- TASK TO CARRY OUT: Copy out the data below with "snow-covered mountain slope" replaced by "frozen waterfall" and nothing else changed. Leave the pictures out.

— begin DATA TO PROCESS —

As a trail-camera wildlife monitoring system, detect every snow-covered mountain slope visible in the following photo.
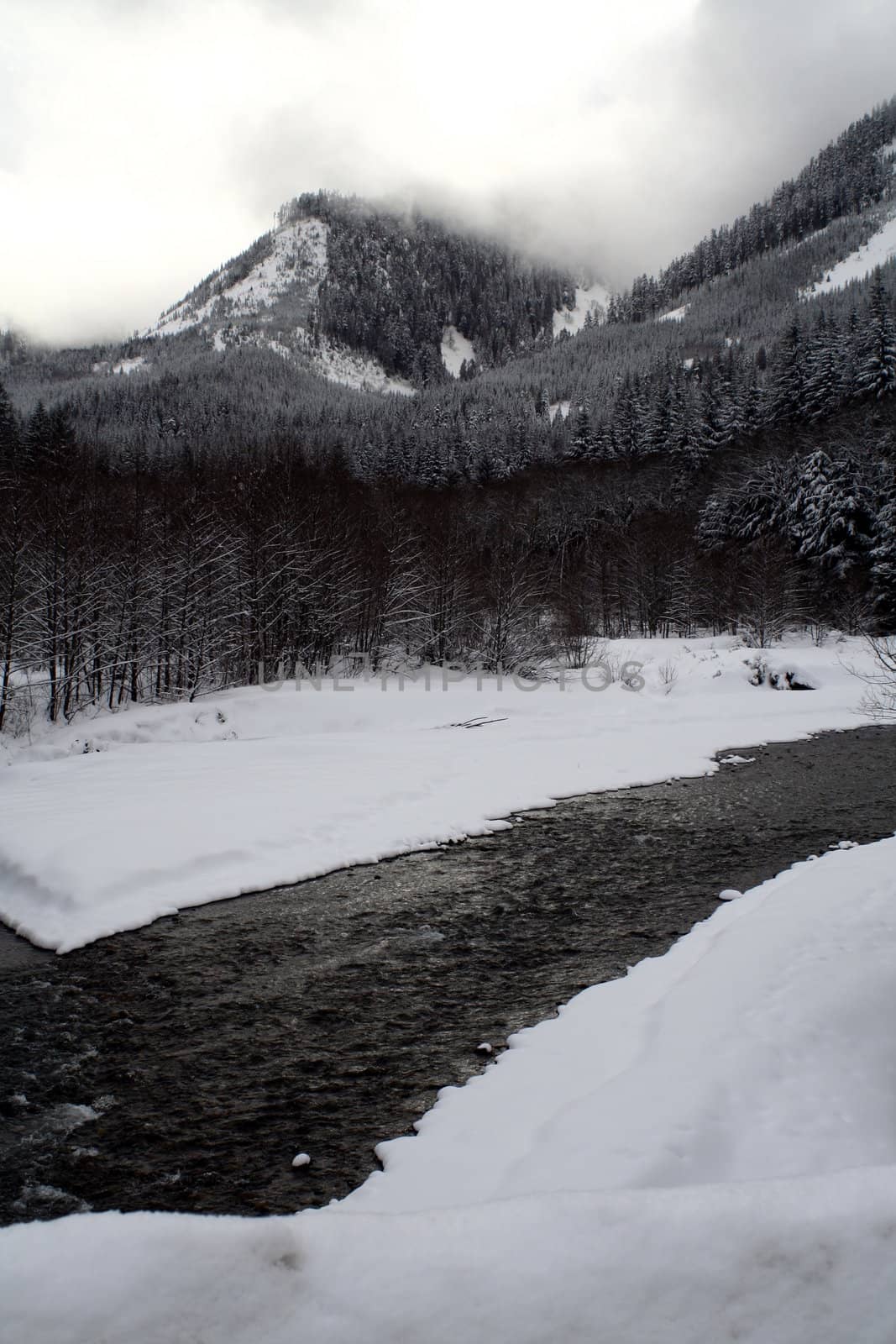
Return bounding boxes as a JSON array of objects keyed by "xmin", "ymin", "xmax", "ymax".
[
  {"xmin": 799, "ymin": 211, "xmax": 896, "ymax": 298},
  {"xmin": 139, "ymin": 217, "xmax": 415, "ymax": 395},
  {"xmin": 144, "ymin": 219, "xmax": 327, "ymax": 336},
  {"xmin": 131, "ymin": 192, "xmax": 601, "ymax": 392},
  {"xmin": 553, "ymin": 280, "xmax": 611, "ymax": 338}
]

— end DATA TO PROCESS —

- FINISHED TASK:
As a trail-camera wildlife monitoring system, detect every frozen waterfall visible in the following photo.
Return bounding boxes as a JSON array of objects keyed by "xmin", "ymin", "xmax", "ymax".
[
  {"xmin": 799, "ymin": 211, "xmax": 896, "ymax": 298},
  {"xmin": 139, "ymin": 217, "xmax": 415, "ymax": 395},
  {"xmin": 144, "ymin": 219, "xmax": 327, "ymax": 336},
  {"xmin": 131, "ymin": 192, "xmax": 601, "ymax": 392},
  {"xmin": 553, "ymin": 280, "xmax": 611, "ymax": 338}
]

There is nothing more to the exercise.